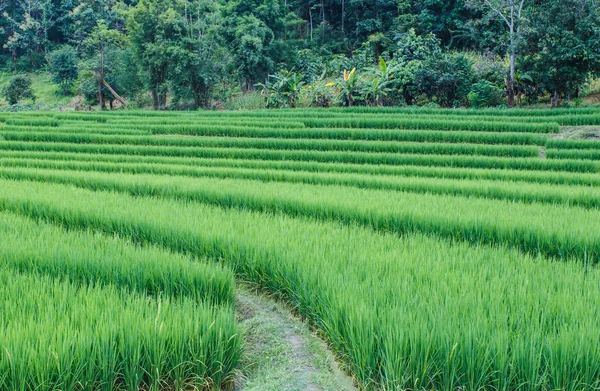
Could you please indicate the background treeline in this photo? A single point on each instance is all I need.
(209, 53)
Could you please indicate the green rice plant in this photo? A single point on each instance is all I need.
(424, 123)
(279, 144)
(90, 258)
(579, 154)
(32, 122)
(572, 144)
(550, 230)
(78, 129)
(56, 334)
(392, 159)
(404, 312)
(184, 166)
(349, 134)
(584, 196)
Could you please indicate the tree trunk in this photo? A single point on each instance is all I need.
(511, 81)
(155, 102)
(343, 14)
(101, 78)
(554, 100)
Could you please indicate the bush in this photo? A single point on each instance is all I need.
(63, 66)
(19, 88)
(485, 94)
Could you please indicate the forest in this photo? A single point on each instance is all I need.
(188, 54)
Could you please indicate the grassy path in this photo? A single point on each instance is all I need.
(281, 353)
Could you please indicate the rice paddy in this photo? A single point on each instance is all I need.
(431, 249)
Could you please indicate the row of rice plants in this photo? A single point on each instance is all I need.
(584, 196)
(483, 318)
(550, 230)
(572, 144)
(78, 128)
(82, 311)
(462, 161)
(541, 113)
(426, 123)
(279, 144)
(543, 177)
(355, 134)
(580, 154)
(351, 121)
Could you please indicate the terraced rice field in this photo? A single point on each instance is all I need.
(446, 250)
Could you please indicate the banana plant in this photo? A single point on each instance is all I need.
(284, 91)
(380, 86)
(348, 87)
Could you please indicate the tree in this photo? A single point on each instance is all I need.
(563, 49)
(511, 13)
(201, 60)
(154, 31)
(97, 44)
(63, 66)
(19, 88)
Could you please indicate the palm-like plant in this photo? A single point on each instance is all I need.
(284, 90)
(380, 86)
(319, 93)
(348, 87)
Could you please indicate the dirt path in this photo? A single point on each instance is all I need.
(281, 353)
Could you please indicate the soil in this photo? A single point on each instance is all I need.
(281, 352)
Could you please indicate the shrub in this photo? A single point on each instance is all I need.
(485, 94)
(19, 88)
(63, 66)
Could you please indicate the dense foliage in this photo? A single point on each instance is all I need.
(433, 249)
(203, 53)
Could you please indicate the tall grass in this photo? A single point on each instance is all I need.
(412, 312)
(80, 311)
(188, 165)
(584, 196)
(460, 161)
(279, 144)
(550, 230)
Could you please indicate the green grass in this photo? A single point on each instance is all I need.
(83, 310)
(432, 249)
(46, 92)
(534, 315)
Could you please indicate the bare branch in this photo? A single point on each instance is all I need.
(496, 10)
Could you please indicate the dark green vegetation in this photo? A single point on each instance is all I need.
(432, 249)
(185, 54)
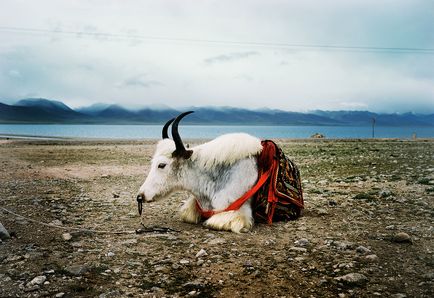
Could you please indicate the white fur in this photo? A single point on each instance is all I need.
(235, 221)
(188, 211)
(215, 188)
(226, 149)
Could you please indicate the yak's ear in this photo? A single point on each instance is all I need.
(186, 154)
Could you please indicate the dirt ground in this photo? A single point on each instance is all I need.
(367, 229)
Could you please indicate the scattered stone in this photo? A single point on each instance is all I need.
(364, 196)
(201, 253)
(298, 249)
(371, 258)
(38, 280)
(66, 236)
(4, 234)
(77, 270)
(384, 193)
(333, 203)
(110, 254)
(353, 279)
(362, 250)
(216, 241)
(56, 222)
(302, 242)
(401, 237)
(322, 211)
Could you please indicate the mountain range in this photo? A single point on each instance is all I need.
(40, 110)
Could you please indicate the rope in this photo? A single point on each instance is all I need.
(138, 231)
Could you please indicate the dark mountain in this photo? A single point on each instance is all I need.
(93, 110)
(39, 110)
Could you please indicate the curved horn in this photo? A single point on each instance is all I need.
(166, 126)
(180, 149)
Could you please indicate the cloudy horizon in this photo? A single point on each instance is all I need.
(289, 55)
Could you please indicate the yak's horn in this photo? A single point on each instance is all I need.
(180, 149)
(166, 126)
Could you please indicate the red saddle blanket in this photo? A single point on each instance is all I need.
(281, 197)
(277, 195)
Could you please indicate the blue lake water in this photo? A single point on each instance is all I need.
(199, 131)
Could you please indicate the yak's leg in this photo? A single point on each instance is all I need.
(240, 221)
(188, 211)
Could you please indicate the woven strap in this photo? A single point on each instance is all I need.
(239, 202)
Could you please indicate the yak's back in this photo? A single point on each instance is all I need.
(226, 149)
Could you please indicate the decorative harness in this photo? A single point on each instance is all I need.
(283, 189)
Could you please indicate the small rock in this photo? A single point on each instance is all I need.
(217, 241)
(4, 234)
(353, 279)
(298, 249)
(76, 270)
(201, 253)
(302, 242)
(362, 250)
(38, 280)
(66, 236)
(371, 258)
(401, 237)
(384, 193)
(322, 211)
(110, 254)
(56, 222)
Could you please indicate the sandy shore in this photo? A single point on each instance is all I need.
(367, 229)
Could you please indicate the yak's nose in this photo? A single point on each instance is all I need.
(142, 198)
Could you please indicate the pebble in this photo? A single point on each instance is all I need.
(302, 242)
(66, 236)
(4, 234)
(402, 237)
(76, 270)
(110, 254)
(322, 211)
(38, 280)
(217, 241)
(371, 258)
(362, 250)
(201, 253)
(298, 249)
(353, 279)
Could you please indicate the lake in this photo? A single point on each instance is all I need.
(210, 131)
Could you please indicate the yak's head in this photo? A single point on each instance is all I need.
(165, 172)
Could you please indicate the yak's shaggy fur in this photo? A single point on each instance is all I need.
(217, 173)
(226, 150)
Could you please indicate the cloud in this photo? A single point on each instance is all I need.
(230, 57)
(140, 80)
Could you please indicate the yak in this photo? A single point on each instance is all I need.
(216, 173)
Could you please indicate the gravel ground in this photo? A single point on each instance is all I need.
(366, 231)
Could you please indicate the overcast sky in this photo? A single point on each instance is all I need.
(221, 53)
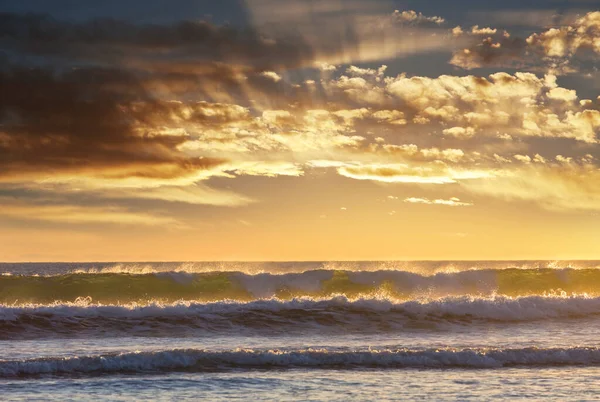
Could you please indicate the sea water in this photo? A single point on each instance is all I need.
(451, 330)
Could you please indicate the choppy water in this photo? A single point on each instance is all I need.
(317, 330)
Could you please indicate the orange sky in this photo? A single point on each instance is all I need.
(341, 132)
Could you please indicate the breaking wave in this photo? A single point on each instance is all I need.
(272, 317)
(197, 360)
(172, 286)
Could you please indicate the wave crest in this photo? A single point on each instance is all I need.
(203, 360)
(274, 316)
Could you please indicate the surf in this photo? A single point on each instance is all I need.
(171, 286)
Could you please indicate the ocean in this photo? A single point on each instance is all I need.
(405, 330)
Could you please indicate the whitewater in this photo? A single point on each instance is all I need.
(304, 330)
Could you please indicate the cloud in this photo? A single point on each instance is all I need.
(403, 173)
(75, 214)
(562, 50)
(559, 188)
(452, 202)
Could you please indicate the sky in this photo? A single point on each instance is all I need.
(299, 130)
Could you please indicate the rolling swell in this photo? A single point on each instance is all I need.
(272, 317)
(169, 287)
(197, 360)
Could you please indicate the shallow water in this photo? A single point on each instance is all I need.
(310, 331)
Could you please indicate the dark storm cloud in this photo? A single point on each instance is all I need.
(76, 122)
(110, 40)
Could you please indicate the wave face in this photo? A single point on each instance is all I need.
(272, 317)
(168, 287)
(196, 360)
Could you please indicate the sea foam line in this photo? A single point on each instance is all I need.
(203, 360)
(496, 308)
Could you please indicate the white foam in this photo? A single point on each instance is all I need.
(202, 360)
(499, 308)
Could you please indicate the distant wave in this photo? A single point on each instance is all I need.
(213, 286)
(271, 317)
(202, 360)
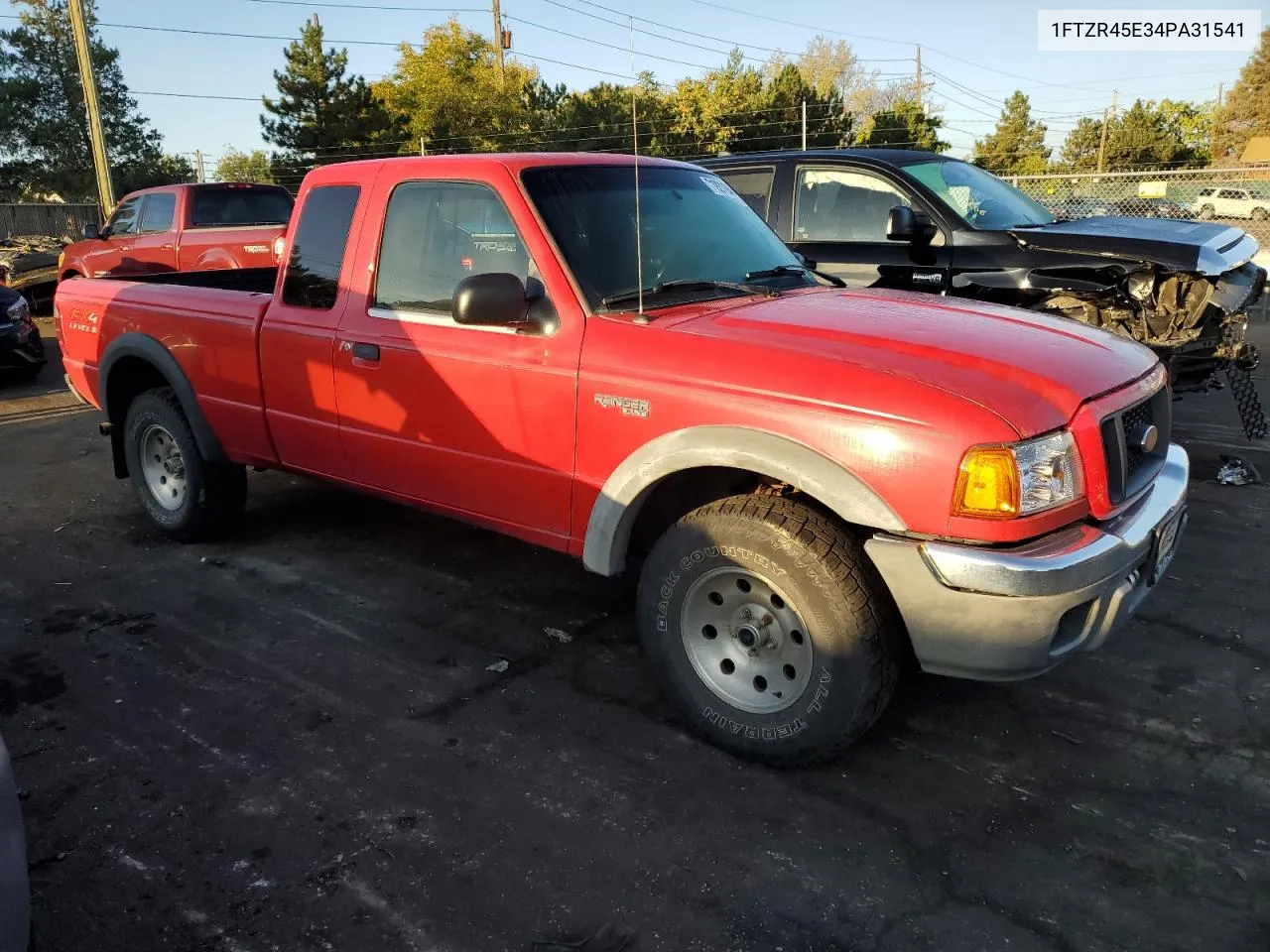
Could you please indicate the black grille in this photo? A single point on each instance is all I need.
(1130, 467)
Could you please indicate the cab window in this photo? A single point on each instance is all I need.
(318, 246)
(435, 235)
(843, 204)
(158, 212)
(125, 218)
(752, 184)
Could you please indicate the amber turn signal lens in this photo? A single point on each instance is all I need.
(987, 486)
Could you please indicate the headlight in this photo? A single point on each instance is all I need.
(19, 312)
(1005, 483)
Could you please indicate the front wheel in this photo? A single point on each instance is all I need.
(186, 495)
(770, 629)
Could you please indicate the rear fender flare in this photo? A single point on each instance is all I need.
(616, 509)
(153, 352)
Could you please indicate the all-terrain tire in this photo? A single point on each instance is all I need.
(802, 561)
(212, 495)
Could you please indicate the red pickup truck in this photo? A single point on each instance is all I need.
(183, 229)
(810, 481)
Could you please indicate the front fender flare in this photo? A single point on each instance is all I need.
(615, 511)
(153, 352)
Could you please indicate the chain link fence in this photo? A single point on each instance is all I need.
(51, 220)
(1238, 197)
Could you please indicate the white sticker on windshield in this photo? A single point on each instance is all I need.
(720, 188)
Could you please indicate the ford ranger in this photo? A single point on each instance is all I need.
(183, 229)
(811, 483)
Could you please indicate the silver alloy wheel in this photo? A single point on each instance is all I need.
(163, 467)
(746, 642)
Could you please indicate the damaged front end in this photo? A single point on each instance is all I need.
(1197, 322)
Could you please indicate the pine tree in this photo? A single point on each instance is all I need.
(320, 111)
(46, 148)
(1016, 146)
(1246, 112)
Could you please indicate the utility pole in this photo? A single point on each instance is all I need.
(104, 189)
(919, 79)
(498, 39)
(1102, 143)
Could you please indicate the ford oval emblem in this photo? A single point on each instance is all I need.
(1146, 436)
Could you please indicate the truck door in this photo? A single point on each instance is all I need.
(298, 335)
(479, 420)
(839, 221)
(154, 249)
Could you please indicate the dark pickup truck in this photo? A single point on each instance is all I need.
(920, 221)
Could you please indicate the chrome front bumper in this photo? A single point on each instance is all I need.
(1011, 613)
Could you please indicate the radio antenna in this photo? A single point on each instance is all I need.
(639, 231)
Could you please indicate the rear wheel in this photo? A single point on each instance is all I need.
(182, 493)
(770, 629)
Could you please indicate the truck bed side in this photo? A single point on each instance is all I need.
(209, 333)
(229, 246)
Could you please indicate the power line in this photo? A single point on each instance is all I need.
(372, 7)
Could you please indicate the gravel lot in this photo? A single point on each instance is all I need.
(293, 743)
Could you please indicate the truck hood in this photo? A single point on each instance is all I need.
(1201, 246)
(1032, 370)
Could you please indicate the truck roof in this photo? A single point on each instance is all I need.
(883, 157)
(512, 162)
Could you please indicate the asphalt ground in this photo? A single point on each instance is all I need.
(294, 742)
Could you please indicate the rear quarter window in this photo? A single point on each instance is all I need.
(318, 246)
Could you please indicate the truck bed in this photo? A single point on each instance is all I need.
(207, 321)
(259, 281)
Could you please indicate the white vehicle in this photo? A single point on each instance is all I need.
(1230, 203)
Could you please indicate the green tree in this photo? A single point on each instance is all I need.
(1246, 112)
(1016, 146)
(244, 167)
(46, 148)
(321, 111)
(448, 93)
(903, 126)
(1080, 149)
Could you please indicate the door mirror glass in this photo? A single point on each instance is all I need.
(906, 223)
(494, 299)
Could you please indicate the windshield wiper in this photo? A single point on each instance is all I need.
(667, 287)
(776, 272)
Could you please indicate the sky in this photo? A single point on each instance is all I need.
(975, 53)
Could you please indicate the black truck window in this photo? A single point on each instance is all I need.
(318, 246)
(843, 204)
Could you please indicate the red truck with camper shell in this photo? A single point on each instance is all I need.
(183, 229)
(810, 481)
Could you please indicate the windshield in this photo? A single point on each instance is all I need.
(978, 197)
(693, 226)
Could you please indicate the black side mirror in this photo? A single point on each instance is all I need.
(902, 223)
(490, 301)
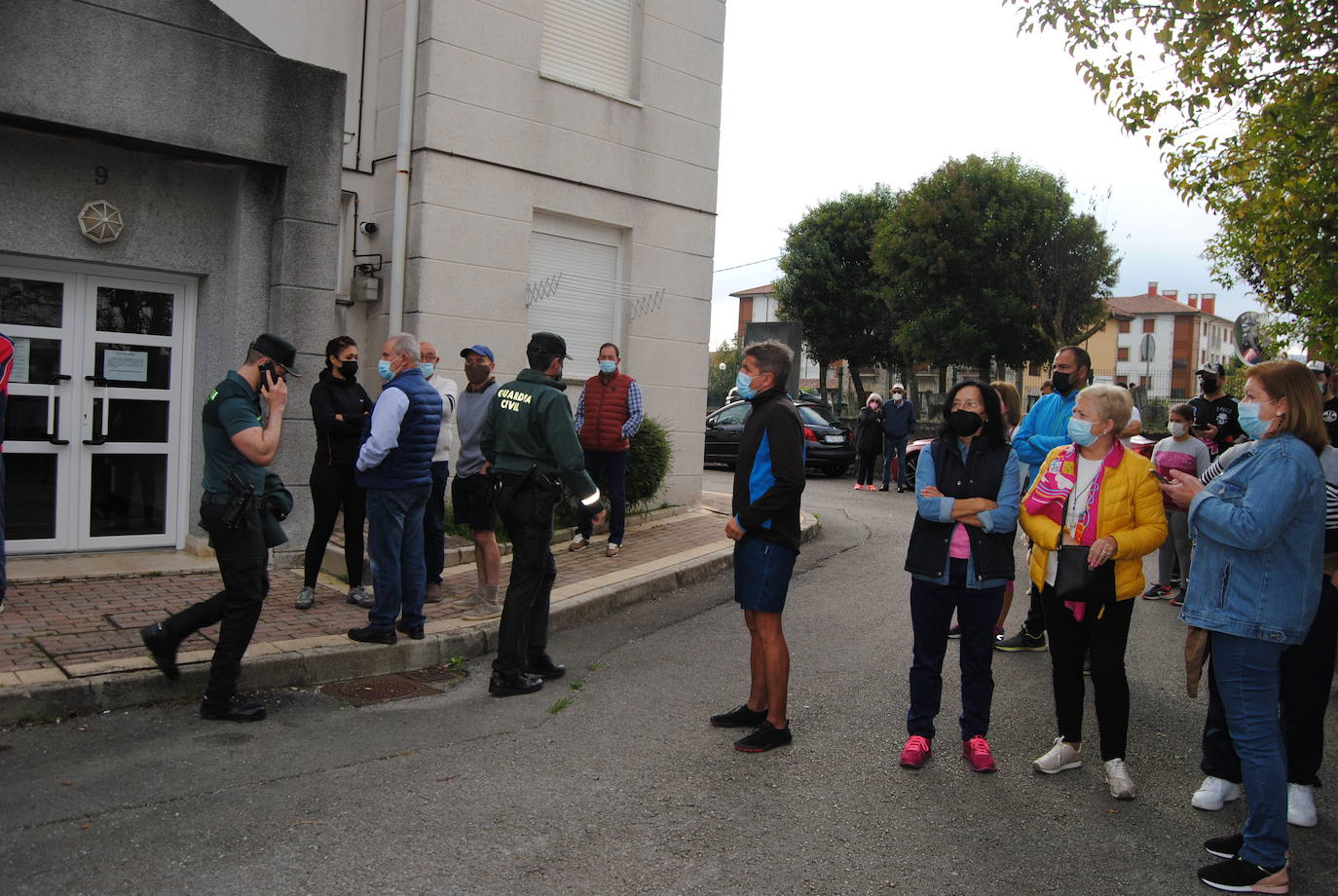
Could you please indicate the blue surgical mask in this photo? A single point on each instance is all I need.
(1250, 420)
(744, 383)
(1080, 430)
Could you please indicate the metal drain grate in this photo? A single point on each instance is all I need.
(437, 676)
(364, 691)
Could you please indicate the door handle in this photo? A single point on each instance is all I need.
(106, 409)
(53, 424)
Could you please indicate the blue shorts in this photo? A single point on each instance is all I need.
(762, 574)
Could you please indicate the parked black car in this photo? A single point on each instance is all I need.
(826, 439)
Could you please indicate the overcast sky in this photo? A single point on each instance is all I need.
(823, 97)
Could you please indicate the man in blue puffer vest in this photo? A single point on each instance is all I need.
(395, 467)
(1045, 429)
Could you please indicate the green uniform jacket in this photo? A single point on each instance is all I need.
(530, 424)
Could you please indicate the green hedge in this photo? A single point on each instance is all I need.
(650, 461)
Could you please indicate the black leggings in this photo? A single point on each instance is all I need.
(332, 488)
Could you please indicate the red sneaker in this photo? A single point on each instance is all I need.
(915, 753)
(977, 752)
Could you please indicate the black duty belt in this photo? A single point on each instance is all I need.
(224, 498)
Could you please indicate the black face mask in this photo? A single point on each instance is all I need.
(963, 423)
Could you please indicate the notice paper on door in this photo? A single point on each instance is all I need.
(125, 366)
(21, 355)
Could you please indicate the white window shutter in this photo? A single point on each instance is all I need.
(582, 309)
(589, 43)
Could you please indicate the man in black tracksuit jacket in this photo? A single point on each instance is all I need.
(768, 483)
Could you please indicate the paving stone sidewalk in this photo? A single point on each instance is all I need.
(63, 630)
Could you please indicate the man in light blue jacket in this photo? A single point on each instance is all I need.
(1045, 429)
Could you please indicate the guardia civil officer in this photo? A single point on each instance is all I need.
(239, 445)
(530, 440)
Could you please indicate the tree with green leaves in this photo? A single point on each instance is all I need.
(985, 261)
(830, 285)
(1242, 97)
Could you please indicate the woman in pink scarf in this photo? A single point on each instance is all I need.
(1097, 495)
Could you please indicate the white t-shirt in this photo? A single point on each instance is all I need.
(1077, 501)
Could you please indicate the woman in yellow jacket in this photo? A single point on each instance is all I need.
(1097, 495)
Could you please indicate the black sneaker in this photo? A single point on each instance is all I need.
(1226, 846)
(766, 737)
(1240, 877)
(235, 709)
(162, 648)
(369, 635)
(1022, 641)
(740, 717)
(512, 685)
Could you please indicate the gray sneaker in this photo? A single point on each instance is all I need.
(482, 612)
(468, 602)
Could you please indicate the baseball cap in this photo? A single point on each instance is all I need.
(278, 348)
(550, 343)
(479, 350)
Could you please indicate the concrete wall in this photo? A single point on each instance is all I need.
(222, 155)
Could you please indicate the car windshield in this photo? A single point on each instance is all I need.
(816, 415)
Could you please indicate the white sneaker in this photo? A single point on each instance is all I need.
(1059, 757)
(1117, 776)
(1301, 805)
(1215, 793)
(468, 602)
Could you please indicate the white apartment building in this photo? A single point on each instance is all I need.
(1181, 337)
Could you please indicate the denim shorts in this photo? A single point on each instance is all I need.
(762, 574)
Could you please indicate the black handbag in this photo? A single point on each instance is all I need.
(1075, 582)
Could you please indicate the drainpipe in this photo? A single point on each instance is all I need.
(399, 246)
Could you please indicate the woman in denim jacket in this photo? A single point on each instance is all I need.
(1259, 541)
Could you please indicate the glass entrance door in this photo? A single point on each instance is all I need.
(93, 445)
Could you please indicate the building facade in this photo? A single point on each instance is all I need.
(469, 171)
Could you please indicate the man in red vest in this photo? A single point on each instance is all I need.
(608, 416)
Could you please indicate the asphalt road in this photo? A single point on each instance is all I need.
(628, 789)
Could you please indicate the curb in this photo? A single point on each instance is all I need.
(320, 665)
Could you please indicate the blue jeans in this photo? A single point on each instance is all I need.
(433, 522)
(614, 462)
(395, 518)
(1248, 674)
(891, 444)
(931, 614)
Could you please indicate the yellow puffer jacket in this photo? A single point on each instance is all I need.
(1128, 509)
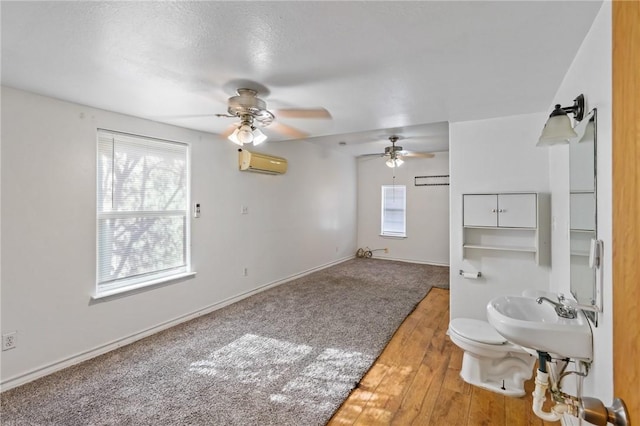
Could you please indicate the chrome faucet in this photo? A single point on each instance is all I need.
(563, 309)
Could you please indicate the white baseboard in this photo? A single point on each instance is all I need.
(34, 374)
(422, 262)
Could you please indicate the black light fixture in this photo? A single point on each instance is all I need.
(558, 129)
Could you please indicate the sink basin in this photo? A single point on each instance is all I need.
(523, 321)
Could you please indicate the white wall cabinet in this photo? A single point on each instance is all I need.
(506, 222)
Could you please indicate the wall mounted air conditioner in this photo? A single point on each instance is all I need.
(261, 163)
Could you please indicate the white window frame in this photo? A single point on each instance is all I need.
(399, 209)
(106, 288)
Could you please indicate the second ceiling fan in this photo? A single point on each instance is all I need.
(396, 155)
(253, 114)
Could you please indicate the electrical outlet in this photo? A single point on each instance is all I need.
(9, 340)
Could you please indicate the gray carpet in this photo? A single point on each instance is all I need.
(287, 356)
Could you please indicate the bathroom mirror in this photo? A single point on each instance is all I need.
(582, 211)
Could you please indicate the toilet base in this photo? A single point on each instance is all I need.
(503, 375)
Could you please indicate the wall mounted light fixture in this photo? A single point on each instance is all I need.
(558, 129)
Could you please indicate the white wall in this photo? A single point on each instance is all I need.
(299, 221)
(590, 74)
(496, 155)
(427, 238)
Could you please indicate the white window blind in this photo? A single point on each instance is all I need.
(393, 210)
(142, 205)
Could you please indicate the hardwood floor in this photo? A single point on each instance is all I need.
(416, 381)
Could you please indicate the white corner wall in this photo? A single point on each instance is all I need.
(495, 155)
(589, 74)
(297, 222)
(427, 238)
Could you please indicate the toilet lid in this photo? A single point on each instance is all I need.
(480, 331)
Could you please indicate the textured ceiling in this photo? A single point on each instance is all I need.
(378, 67)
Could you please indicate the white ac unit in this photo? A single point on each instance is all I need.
(261, 163)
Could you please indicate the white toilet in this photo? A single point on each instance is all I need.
(489, 360)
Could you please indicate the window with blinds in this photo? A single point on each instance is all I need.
(142, 205)
(393, 211)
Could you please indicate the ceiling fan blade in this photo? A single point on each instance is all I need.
(288, 130)
(303, 113)
(228, 131)
(418, 154)
(180, 117)
(371, 155)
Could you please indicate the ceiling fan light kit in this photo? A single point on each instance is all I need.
(253, 112)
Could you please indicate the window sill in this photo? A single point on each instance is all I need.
(394, 237)
(143, 285)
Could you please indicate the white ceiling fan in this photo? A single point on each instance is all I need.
(396, 154)
(253, 113)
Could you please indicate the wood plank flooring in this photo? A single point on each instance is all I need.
(416, 381)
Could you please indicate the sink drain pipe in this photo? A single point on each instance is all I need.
(542, 384)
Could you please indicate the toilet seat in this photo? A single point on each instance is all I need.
(476, 330)
(490, 361)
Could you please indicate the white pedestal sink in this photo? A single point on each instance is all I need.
(525, 322)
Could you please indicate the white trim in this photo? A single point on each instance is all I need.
(421, 262)
(51, 368)
(133, 287)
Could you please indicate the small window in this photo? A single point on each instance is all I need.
(142, 208)
(394, 211)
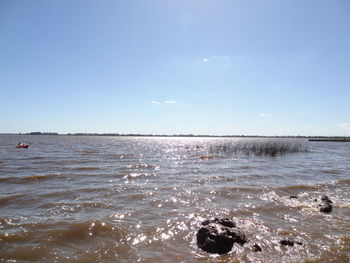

____

**Brief**
How many lines in the listing above contain the word "green"? Case counts, so give only the number.

**Full answer**
7